What the task requires
Print every record exactly, but leave out the pictures.

= Beginning of Section =

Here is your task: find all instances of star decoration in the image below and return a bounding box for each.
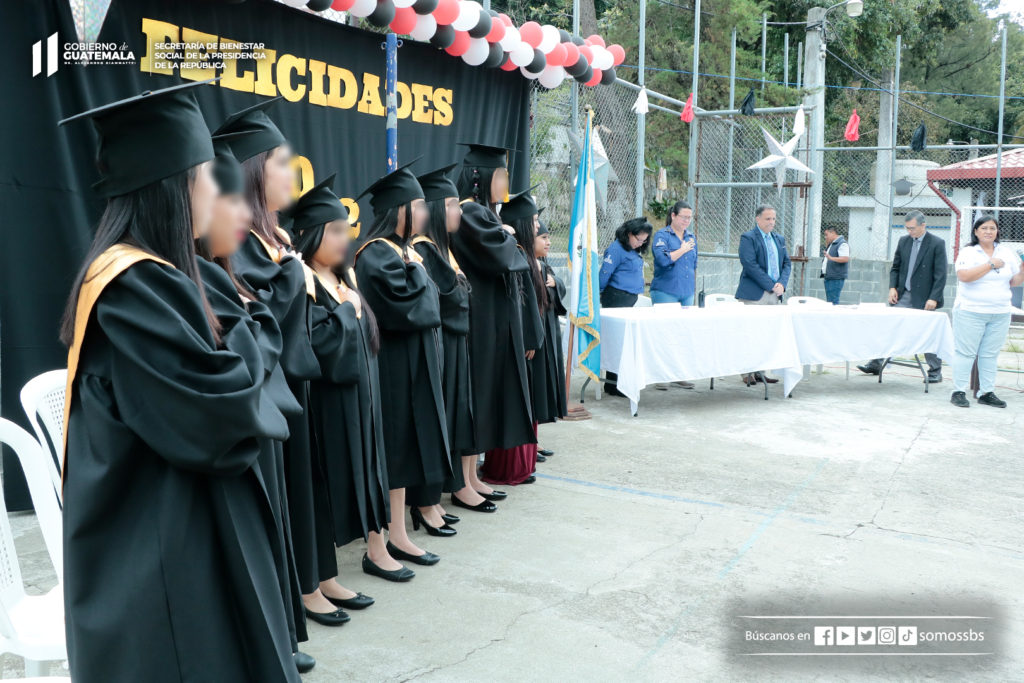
[747,126,813,193]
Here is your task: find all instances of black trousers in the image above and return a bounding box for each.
[600,287,639,390]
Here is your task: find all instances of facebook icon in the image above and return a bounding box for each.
[814,626,833,646]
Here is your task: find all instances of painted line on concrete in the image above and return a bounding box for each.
[533,473,728,508]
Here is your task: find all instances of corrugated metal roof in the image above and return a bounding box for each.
[927,148,1024,180]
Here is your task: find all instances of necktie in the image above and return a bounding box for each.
[765,233,779,281]
[905,237,921,291]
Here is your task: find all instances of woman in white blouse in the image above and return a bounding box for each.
[950,215,1024,408]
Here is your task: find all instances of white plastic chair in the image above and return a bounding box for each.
[20,370,67,496]
[0,420,67,675]
[704,293,739,307]
[787,297,850,378]
[1,420,63,584]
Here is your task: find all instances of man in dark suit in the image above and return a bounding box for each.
[857,210,948,381]
[735,204,791,384]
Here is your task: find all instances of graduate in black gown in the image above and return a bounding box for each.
[533,218,570,444]
[285,174,401,600]
[353,162,451,576]
[213,101,324,663]
[449,145,536,502]
[59,81,299,682]
[405,163,474,536]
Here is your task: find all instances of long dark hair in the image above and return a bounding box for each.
[241,149,283,248]
[967,214,1000,247]
[666,200,691,226]
[615,217,653,255]
[456,165,501,211]
[361,203,414,256]
[296,223,381,355]
[195,235,256,302]
[61,167,221,346]
[423,198,453,255]
[510,215,548,311]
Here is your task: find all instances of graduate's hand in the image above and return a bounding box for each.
[525,349,536,360]
[546,274,556,288]
[343,287,362,317]
[502,224,515,235]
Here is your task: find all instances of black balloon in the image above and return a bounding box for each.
[468,11,492,38]
[574,65,593,84]
[413,0,439,14]
[430,23,456,48]
[570,34,586,46]
[600,67,617,85]
[526,48,546,74]
[558,29,572,44]
[307,0,333,10]
[565,54,589,77]
[483,42,505,68]
[367,0,395,27]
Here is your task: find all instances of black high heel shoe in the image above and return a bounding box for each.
[477,489,507,501]
[303,605,350,626]
[411,507,457,537]
[441,513,460,525]
[450,494,497,513]
[386,541,440,566]
[361,553,415,582]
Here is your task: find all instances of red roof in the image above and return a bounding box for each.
[927,148,1024,181]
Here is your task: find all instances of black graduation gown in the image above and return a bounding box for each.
[308,277,390,548]
[533,260,569,423]
[449,202,535,452]
[198,258,306,651]
[64,260,300,683]
[354,238,451,490]
[232,233,324,595]
[412,239,473,493]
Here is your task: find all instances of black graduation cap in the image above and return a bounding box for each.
[536,218,550,236]
[459,142,517,169]
[356,159,425,216]
[911,122,927,152]
[58,78,217,198]
[417,163,459,203]
[499,185,540,223]
[740,88,756,116]
[280,174,348,236]
[211,132,246,195]
[212,96,286,162]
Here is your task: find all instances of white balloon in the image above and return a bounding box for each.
[280,0,309,7]
[462,37,490,66]
[349,0,376,18]
[451,1,480,31]
[538,25,560,53]
[393,0,417,6]
[538,65,566,89]
[519,65,541,80]
[498,26,520,51]
[509,41,534,67]
[591,45,613,71]
[409,12,437,40]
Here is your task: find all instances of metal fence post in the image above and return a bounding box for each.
[686,0,701,207]
[885,35,902,256]
[636,0,646,216]
[995,24,1007,215]
[725,29,736,250]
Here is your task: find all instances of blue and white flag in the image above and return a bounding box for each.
[567,110,601,382]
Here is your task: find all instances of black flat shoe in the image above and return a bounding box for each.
[927,374,943,384]
[386,541,440,566]
[361,553,415,582]
[450,494,497,513]
[538,449,554,456]
[978,391,1006,408]
[536,453,547,463]
[411,507,457,537]
[950,391,970,408]
[857,364,880,376]
[295,652,316,674]
[304,606,350,626]
[325,592,374,610]
[441,513,460,525]
[521,475,536,484]
[477,489,507,501]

= End of Section =

Answer
Here is your task: find all instances of star decoration in the image below and return a bounding box for each.
[747,126,813,193]
Here is your task: find all instances of black trousers in the image above and return a bounding box for each.
[600,287,639,390]
Here is your task: find all instances of facebook icon in the image above and return a bounding box for each.
[814,626,833,646]
Here is your task: find all instances of painted line on concrete in the image above and return a bounding box for each.
[533,473,728,508]
Here is your task: find all instances of corrugated metal roof in the image above and return a bounding box for each.
[927,148,1024,180]
Here is your task: find all instances of necktie in the image above and return a bounding box for each.
[765,233,779,281]
[905,237,921,291]
Here is your task: find all instances of woman in white blouse in the image above and return a bounding box for each.
[950,215,1024,408]
Here is your task: find all instances of white plastic chair in the image above and return a bounding box for each.
[20,370,67,496]
[0,420,67,675]
[704,293,739,307]
[787,297,850,378]
[1,420,63,584]
Here is your task: find all instances of man in dark suit in the image above and return a bounding box for each.
[857,210,948,381]
[735,204,791,384]
Here is your task: find all instances of graduate in black gown in the image above and return a bounding box for each.
[533,218,570,444]
[285,174,401,600]
[353,162,451,576]
[213,101,324,663]
[449,145,536,502]
[59,81,299,682]
[405,163,474,536]
Here is your task: find all instances of long dark hair in the image above and return a bounding box for each.
[241,149,283,248]
[967,214,1000,247]
[666,200,691,226]
[615,217,653,255]
[456,165,501,211]
[361,203,414,256]
[296,223,381,355]
[195,235,256,302]
[61,167,221,346]
[423,198,453,255]
[510,215,548,311]
Here is your task: find all instances of graduate's hand in the image above and return a bounding box for each.
[525,349,536,360]
[546,274,556,288]
[343,287,362,317]
[502,224,515,235]
Here is your task: find all instances of black balloon in the image above and return a bounding box for each.
[468,11,492,38]
[574,65,593,84]
[413,0,439,14]
[430,23,456,48]
[570,34,586,46]
[600,67,617,85]
[526,48,546,74]
[558,29,572,44]
[307,0,333,10]
[565,54,589,77]
[483,42,505,68]
[367,0,395,27]
Here is your task: find all instances of black high heel shoe in the image above and return a bounding box for each.
[477,489,507,501]
[303,605,350,626]
[411,507,457,537]
[441,513,460,525]
[450,494,497,513]
[386,541,440,566]
[361,553,415,582]
Here is your task: find all instances of red roof in the image above and return a bounding box for each.
[927,148,1024,181]
Here is your task: find all instances of black graduation gown in the image above and return a bounding box for each.
[308,277,390,548]
[533,260,569,423]
[449,202,535,452]
[198,258,306,651]
[64,260,300,683]
[354,238,451,490]
[232,233,324,595]
[412,239,473,493]
Here is your task: find all instances of black graduation cap in the image above and return a bounding box for each.
[536,218,550,236]
[459,142,517,169]
[356,159,425,216]
[911,122,927,152]
[58,78,217,198]
[417,163,459,203]
[499,185,540,223]
[740,88,756,116]
[280,174,348,236]
[211,132,246,195]
[212,96,286,162]
Here is your task: find all instances of white balloon in the image above and return a bounding box for each.
[280,0,309,7]
[462,37,490,66]
[349,0,376,18]
[451,1,480,31]
[538,25,560,53]
[393,0,417,6]
[538,65,566,89]
[519,65,541,80]
[498,26,520,51]
[509,41,534,67]
[591,45,613,71]
[409,12,437,40]
Here is your task: find all instances of metal fence post in the image above and return a bounding box for each.
[686,0,701,207]
[885,35,902,256]
[636,0,646,216]
[995,24,1007,215]
[725,29,736,250]
Here is your task: find all instances of blue and white flag in the image above and return a bounding box for each.
[567,110,601,382]
Here is your task: find all instances of black flat shoe in the image above and return a bounding box for each.
[927,374,943,384]
[386,541,440,566]
[361,553,415,582]
[450,494,497,513]
[538,449,554,456]
[978,391,1006,408]
[536,453,547,463]
[411,507,457,537]
[950,391,970,408]
[857,364,880,376]
[295,652,316,674]
[304,606,350,626]
[325,592,374,610]
[441,513,460,525]
[521,475,536,484]
[477,489,507,501]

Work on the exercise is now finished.